• What you have to do: Write out the data below in full, please. Keep every character as given.

• Stored records:
Segment Open

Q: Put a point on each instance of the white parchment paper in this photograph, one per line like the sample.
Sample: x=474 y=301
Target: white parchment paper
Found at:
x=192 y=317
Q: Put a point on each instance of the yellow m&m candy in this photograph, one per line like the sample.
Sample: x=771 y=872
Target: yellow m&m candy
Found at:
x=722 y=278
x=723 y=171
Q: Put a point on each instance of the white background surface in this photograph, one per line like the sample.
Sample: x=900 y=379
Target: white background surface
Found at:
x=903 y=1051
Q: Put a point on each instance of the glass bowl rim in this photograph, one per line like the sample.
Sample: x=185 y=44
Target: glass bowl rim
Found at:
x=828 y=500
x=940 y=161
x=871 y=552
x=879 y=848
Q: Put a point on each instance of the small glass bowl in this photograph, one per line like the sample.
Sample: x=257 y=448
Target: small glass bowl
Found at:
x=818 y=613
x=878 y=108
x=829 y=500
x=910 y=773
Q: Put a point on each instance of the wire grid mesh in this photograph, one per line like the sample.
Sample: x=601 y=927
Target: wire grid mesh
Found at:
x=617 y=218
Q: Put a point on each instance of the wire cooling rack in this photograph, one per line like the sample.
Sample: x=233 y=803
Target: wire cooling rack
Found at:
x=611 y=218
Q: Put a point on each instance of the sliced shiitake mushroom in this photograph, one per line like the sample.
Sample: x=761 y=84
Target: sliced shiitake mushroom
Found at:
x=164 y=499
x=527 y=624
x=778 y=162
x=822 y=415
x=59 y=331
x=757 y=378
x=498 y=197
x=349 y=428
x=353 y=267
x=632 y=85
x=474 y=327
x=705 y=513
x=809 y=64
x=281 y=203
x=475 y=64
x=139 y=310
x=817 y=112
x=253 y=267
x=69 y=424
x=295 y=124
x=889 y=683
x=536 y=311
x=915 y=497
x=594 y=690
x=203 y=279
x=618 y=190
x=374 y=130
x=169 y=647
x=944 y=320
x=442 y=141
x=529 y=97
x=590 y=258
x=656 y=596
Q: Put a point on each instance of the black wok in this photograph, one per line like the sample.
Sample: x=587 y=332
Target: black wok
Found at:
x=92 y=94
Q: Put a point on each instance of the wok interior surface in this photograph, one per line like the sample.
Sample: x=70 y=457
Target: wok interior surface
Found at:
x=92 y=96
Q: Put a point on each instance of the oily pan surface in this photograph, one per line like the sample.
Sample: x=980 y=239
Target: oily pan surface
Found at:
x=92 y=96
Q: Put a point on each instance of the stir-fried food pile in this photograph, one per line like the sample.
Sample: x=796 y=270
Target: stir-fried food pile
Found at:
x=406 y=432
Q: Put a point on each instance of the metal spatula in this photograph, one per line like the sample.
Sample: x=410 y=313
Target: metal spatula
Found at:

Segment Closed

• Reply to the exercise:
Q: Put a point on each instance of the white parchment paper in this photograph, one per line like the sample.
Sample: x=474 y=301
Target: white parchment paper
Found at:
x=192 y=317
Q: Put a point on each instance of the yellow m&m candy in this photograph, one per line like the sample.
Sample: x=771 y=872
Target: yellow m&m candy
Found at:
x=722 y=278
x=723 y=171
Q: Put a point on each instance of the white background surface in this photograph, one per line like the sample.
Sample: x=900 y=379
Target: white background surface
Found at:
x=903 y=1051
Q: Put a point on each instance of the glass bowl rim in this photograph, one per line like the sample.
Sample: x=185 y=44
Target: glass bowl rim
Found at:
x=828 y=500
x=940 y=161
x=871 y=552
x=879 y=848
Q: Put a point on each instance of the small glass bowl in this photograph, one per line like the sample.
Sample: x=257 y=448
Target: small glass bowl
Found at:
x=818 y=613
x=878 y=108
x=829 y=500
x=910 y=773
Q: Put a point on each instance of the wire grid mesh in this photograph, one per line like the sample.
Sample: x=601 y=927
Target: wire grid mesh
Found at:
x=617 y=218
Q: Put a point on each instance of the wire cooling rack in this photograph, one per line like the sample.
Sample: x=233 y=803
Target: wire cooling rack
Found at:
x=611 y=218
Q: Put a point on each instance of the sliced shiitake mushroom in this photograph, one per line like the sample.
Sample: x=761 y=84
Target: sliced shiitake mushroom
Found at:
x=164 y=499
x=527 y=624
x=778 y=162
x=822 y=415
x=59 y=331
x=757 y=378
x=498 y=197
x=349 y=428
x=353 y=267
x=632 y=85
x=474 y=327
x=705 y=513
x=809 y=64
x=281 y=203
x=475 y=64
x=139 y=310
x=817 y=112
x=253 y=267
x=69 y=424
x=295 y=124
x=889 y=683
x=536 y=311
x=915 y=497
x=594 y=690
x=203 y=279
x=618 y=190
x=374 y=130
x=169 y=647
x=944 y=320
x=442 y=141
x=529 y=97
x=590 y=258
x=656 y=596
Q: Put a point on each instance of the black wok in this photograph, one per line like the sample.
Sample: x=587 y=332
Target: black wok
Found at:
x=92 y=94
Q: Put a point on each instance of the wok interior surface in this photograph, one per line like the sample.
Sample: x=70 y=457
Target: wok interior surface
Found at:
x=92 y=96
Q: Put a point on each instance of the oily pan surface in this photograph, one per line like the sample.
Sample: x=980 y=239
Target: oily pan surface
Found at:
x=92 y=96
Q: Put a point on each instance of the stir-fried food pile in this photograph, one per line like the sample.
Sample: x=796 y=270
Target: stir-fried food pile
Found at:
x=406 y=432
Q: Put a point on each instance of the metal spatula in this photograph, one per line like the sample.
Sample: x=410 y=313
Target: metal spatula
Found at:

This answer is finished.